Exercise:
Go through the records and count every line that holds "below". Only the number belongs in the reply.

Saved entries
^^^^

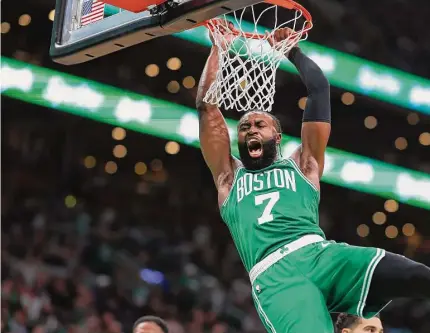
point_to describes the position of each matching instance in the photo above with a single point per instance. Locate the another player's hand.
(224, 34)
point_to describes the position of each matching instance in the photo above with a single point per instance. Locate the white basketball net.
(247, 66)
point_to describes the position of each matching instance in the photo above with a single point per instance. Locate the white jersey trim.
(232, 186)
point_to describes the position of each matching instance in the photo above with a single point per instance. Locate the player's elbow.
(203, 107)
(320, 82)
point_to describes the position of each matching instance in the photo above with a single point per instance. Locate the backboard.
(87, 29)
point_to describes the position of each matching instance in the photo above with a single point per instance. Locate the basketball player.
(270, 204)
(347, 323)
(150, 324)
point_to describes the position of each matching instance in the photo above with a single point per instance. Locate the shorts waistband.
(282, 252)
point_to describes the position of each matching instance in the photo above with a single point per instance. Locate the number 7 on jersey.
(272, 199)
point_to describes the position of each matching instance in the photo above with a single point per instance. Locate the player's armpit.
(215, 145)
(315, 136)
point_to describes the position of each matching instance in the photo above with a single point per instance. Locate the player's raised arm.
(214, 136)
(317, 115)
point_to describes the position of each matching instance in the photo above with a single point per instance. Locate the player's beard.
(268, 156)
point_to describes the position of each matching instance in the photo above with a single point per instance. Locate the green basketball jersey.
(269, 208)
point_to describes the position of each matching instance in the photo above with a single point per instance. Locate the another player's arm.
(214, 136)
(316, 124)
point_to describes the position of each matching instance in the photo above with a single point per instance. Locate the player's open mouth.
(255, 148)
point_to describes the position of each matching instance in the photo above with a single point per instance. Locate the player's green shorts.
(296, 287)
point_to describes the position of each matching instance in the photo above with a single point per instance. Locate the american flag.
(92, 11)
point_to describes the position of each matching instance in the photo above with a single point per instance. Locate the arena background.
(109, 212)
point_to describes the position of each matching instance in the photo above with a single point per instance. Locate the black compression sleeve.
(318, 103)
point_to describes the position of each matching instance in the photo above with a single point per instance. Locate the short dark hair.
(157, 320)
(274, 118)
(345, 320)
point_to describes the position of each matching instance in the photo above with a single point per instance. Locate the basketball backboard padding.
(126, 29)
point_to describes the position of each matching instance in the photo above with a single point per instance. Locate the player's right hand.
(222, 34)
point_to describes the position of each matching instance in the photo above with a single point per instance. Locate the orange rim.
(289, 4)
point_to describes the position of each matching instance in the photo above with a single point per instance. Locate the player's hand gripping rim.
(276, 38)
(221, 34)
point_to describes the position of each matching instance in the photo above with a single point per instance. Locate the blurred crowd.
(389, 32)
(87, 251)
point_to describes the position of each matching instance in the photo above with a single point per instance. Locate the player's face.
(257, 141)
(148, 327)
(372, 325)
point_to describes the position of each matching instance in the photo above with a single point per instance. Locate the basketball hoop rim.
(289, 4)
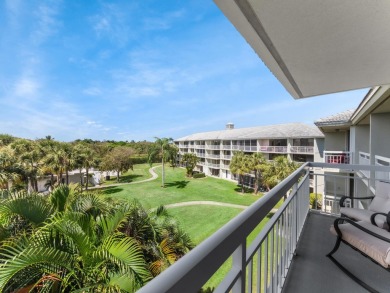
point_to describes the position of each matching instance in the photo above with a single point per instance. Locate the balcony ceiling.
(317, 47)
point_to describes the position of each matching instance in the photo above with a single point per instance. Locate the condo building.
(297, 141)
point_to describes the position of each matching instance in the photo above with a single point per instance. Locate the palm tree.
(277, 170)
(75, 244)
(257, 163)
(29, 157)
(189, 160)
(84, 157)
(240, 165)
(161, 147)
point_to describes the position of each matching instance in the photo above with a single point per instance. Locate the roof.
(316, 47)
(290, 130)
(342, 118)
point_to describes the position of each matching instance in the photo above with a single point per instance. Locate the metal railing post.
(239, 262)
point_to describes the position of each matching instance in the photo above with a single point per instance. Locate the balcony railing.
(212, 165)
(213, 156)
(273, 149)
(302, 149)
(336, 157)
(213, 147)
(364, 159)
(244, 148)
(263, 264)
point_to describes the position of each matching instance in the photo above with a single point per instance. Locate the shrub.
(313, 200)
(199, 175)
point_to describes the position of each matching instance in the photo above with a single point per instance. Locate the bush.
(313, 201)
(199, 175)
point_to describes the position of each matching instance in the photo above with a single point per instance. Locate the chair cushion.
(375, 248)
(381, 201)
(364, 215)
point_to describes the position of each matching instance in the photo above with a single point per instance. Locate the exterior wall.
(380, 136)
(359, 140)
(336, 141)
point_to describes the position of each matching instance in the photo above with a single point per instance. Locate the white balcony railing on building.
(213, 147)
(302, 149)
(337, 157)
(382, 161)
(244, 148)
(212, 165)
(365, 159)
(273, 149)
(213, 156)
(262, 265)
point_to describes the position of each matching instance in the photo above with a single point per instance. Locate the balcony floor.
(311, 271)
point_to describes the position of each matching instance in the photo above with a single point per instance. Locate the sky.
(136, 70)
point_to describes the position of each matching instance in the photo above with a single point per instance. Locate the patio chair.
(370, 240)
(379, 204)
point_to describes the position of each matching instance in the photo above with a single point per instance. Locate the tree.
(29, 156)
(161, 148)
(189, 160)
(240, 165)
(277, 170)
(257, 164)
(118, 159)
(85, 157)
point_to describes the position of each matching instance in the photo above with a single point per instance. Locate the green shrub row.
(199, 175)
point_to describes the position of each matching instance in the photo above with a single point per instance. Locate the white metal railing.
(212, 165)
(273, 149)
(213, 147)
(213, 156)
(382, 161)
(337, 157)
(244, 148)
(262, 265)
(365, 159)
(302, 149)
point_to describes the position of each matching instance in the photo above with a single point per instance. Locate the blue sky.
(127, 70)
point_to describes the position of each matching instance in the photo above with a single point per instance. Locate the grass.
(199, 221)
(140, 172)
(179, 188)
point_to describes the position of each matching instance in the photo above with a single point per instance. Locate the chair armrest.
(372, 218)
(343, 198)
(343, 220)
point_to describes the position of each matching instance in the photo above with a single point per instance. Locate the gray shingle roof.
(342, 118)
(290, 130)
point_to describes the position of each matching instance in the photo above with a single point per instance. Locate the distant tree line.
(23, 161)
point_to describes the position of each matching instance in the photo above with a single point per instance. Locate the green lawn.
(179, 188)
(199, 221)
(140, 172)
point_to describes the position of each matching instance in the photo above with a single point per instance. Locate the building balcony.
(302, 149)
(213, 147)
(213, 165)
(273, 149)
(213, 156)
(337, 157)
(288, 253)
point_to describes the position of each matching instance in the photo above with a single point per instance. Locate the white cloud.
(26, 87)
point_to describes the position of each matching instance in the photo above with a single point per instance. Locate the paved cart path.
(151, 171)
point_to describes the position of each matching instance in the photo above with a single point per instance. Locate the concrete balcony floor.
(311, 271)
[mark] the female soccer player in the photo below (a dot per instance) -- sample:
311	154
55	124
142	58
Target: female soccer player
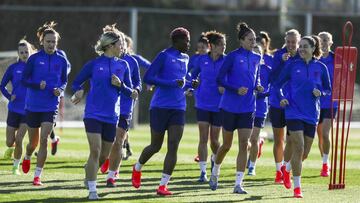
306	76
238	75
325	101
168	104
126	109
276	112
260	113
207	98
45	77
16	122
108	75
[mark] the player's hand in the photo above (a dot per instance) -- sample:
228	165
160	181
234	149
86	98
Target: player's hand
286	56
134	94
150	87
42	84
221	89
13	97
57	91
180	82
284	102
260	88
242	90
195	83
189	92
115	80
76	98
316	92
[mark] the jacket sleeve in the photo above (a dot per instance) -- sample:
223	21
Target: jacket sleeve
326	90
143	62
126	87
221	78
151	77
85	74
282	79
4	81
64	74
26	78
135	77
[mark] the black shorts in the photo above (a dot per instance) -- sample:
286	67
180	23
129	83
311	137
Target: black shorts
211	117
259	122
106	130
124	122
34	119
232	121
161	119
277	117
296	125
15	119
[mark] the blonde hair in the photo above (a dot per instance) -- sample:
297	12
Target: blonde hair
326	34
110	35
47	28
24	42
293	32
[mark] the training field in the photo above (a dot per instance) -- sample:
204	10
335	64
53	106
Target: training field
63	175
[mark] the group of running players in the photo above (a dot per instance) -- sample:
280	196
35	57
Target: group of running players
232	92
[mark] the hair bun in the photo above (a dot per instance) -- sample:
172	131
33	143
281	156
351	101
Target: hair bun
242	25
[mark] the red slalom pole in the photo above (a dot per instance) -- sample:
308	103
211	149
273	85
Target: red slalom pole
343	91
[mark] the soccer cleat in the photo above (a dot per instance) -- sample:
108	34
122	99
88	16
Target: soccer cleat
25	165
202	178
197	158
54	145
105	166
127	154
213	183
110	182
136	178
116	175
37	181
325	171
8	153
261	143
86	184
93	196
286	178
16	170
162	190
239	190
278	177
298	193
251	171
212	158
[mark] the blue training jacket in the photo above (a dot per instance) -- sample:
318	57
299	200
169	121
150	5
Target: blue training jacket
126	102
51	68
303	78
14	74
325	101
143	62
278	66
207	95
262	100
240	69
102	102
169	65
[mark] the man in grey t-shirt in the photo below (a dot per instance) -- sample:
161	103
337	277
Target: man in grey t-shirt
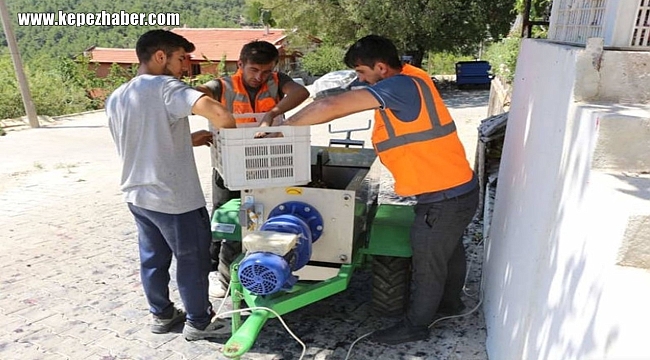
148	119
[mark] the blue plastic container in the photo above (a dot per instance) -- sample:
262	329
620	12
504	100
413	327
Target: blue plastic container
473	73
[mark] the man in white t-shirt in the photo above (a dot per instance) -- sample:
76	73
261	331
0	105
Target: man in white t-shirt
148	119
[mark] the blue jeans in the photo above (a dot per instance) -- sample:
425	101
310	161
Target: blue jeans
187	237
438	261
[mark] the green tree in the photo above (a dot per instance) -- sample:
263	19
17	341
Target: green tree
416	26
323	60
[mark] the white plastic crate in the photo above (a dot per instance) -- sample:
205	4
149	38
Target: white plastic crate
623	24
246	162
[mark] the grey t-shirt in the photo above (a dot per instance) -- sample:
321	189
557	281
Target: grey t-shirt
148	119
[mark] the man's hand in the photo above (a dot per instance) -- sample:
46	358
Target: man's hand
266	121
202	137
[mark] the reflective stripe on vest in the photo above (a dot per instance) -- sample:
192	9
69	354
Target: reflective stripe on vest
236	99
437	130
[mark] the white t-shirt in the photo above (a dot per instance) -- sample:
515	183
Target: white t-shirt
148	119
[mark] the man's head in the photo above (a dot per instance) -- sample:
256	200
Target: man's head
163	52
257	60
374	58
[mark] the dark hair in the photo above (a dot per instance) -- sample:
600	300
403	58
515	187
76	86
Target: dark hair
164	40
372	49
259	52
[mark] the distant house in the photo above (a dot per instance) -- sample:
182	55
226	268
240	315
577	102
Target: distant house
212	46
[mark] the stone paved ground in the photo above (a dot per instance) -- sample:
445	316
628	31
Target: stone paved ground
69	280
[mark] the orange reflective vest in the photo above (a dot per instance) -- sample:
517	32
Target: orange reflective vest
424	155
236	99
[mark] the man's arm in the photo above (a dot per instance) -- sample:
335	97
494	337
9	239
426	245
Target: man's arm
334	107
212	110
212	88
295	94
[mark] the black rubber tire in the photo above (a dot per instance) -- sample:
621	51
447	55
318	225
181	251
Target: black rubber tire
391	279
230	250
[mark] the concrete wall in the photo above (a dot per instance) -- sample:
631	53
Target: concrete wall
563	222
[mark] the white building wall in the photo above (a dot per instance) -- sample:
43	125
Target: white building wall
554	287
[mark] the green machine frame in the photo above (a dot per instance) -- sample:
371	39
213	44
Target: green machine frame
388	236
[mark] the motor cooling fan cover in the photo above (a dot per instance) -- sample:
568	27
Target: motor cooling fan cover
263	273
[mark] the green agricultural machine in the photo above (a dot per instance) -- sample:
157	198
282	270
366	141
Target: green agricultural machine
285	247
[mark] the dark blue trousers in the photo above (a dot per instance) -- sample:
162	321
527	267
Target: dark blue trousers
187	237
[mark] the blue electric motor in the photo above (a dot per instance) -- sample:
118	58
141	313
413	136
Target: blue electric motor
265	273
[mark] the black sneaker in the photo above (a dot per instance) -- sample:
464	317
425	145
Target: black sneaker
215	329
163	326
400	333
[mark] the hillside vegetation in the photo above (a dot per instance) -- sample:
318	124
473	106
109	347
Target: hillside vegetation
69	41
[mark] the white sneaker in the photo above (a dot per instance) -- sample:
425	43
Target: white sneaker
215	291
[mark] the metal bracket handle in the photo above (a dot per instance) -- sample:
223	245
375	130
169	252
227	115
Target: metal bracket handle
347	141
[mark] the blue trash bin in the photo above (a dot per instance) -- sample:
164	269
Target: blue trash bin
473	73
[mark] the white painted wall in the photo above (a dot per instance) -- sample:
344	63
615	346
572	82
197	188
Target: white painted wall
553	289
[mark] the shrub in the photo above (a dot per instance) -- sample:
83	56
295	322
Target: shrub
503	57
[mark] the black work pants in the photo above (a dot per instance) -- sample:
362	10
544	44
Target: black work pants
439	263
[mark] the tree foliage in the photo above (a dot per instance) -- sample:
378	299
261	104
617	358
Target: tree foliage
324	59
416	26
69	41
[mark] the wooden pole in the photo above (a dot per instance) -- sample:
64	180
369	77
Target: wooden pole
30	110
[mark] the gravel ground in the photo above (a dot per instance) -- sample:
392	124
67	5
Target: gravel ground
61	207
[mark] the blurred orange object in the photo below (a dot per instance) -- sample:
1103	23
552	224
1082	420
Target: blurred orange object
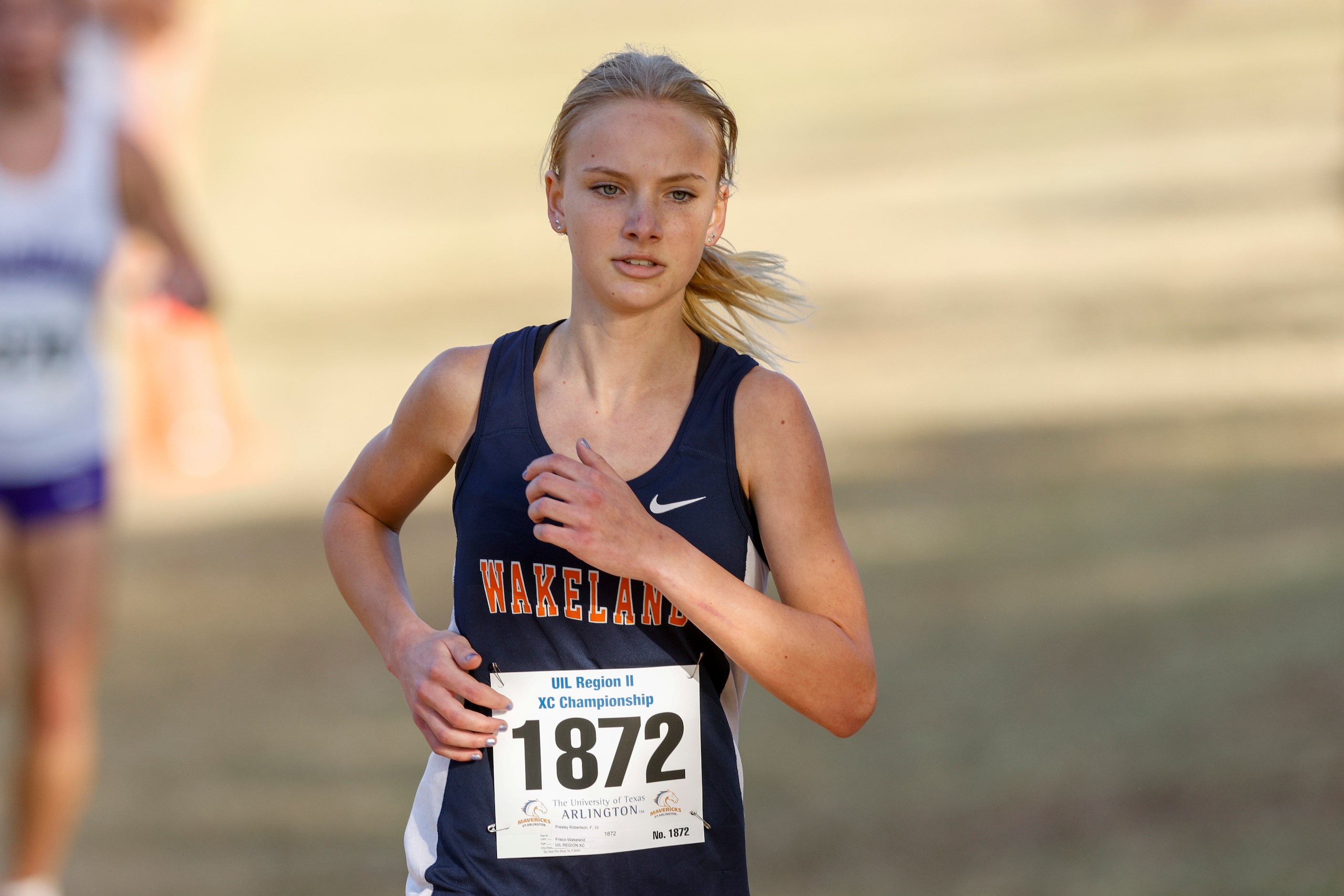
190	426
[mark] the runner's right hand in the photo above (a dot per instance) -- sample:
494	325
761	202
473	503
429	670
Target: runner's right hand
433	671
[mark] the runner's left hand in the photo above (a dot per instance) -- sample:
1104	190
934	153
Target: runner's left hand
604	523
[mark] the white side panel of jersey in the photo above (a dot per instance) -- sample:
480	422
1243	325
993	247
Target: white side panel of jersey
735	688
421	837
422	828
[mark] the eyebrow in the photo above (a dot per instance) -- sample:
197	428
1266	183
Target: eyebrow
613	172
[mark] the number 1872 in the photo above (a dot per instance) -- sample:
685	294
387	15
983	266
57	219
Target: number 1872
581	754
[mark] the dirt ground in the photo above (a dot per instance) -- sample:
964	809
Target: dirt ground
1111	661
1077	269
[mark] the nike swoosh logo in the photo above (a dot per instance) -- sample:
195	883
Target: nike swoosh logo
663	508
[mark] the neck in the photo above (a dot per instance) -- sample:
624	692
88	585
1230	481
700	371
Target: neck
616	355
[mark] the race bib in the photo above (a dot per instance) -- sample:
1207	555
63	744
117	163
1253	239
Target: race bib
598	761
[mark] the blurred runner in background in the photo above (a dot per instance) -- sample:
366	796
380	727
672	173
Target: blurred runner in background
69	182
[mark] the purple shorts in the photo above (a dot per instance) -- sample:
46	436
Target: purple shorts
78	493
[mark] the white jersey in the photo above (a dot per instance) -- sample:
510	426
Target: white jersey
57	233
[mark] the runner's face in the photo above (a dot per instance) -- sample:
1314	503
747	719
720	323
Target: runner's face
639	199
32	42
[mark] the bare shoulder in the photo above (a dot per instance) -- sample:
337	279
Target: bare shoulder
775	433
441	404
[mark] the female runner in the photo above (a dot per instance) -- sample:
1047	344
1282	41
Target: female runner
623	477
68	183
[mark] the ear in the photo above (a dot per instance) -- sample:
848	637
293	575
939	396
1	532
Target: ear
719	218
554	202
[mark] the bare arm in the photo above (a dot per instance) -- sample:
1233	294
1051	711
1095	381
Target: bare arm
144	205
393	475
814	649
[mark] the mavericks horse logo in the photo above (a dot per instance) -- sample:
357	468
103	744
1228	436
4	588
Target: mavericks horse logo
534	813
666	802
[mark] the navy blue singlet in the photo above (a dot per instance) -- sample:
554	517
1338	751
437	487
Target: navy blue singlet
508	604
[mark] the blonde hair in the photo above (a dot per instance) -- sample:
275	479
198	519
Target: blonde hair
730	292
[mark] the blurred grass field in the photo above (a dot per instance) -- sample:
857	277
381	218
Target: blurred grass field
1077	356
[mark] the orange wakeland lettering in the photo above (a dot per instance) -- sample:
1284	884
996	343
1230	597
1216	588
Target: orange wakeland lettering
572	593
544	575
624	615
493	577
521	602
596	613
652	606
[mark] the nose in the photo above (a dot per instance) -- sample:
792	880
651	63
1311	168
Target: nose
643	225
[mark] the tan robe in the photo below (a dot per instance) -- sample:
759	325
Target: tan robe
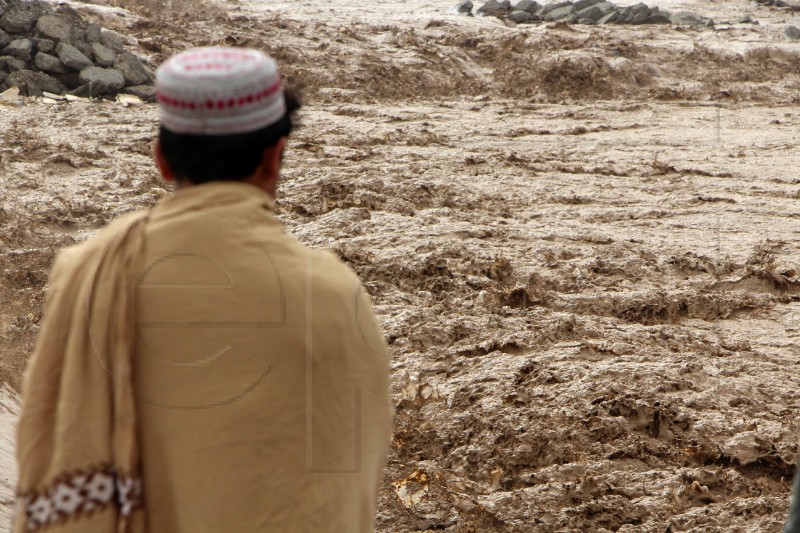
261	378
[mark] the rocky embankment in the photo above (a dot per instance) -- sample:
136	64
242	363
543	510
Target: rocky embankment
53	49
582	12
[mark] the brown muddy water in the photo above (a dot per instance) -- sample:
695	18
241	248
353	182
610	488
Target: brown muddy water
582	243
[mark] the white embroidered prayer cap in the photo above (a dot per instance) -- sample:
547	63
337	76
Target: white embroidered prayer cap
219	91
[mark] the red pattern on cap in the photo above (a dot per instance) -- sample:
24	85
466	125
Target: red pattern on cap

^^^^

Exercise response:
4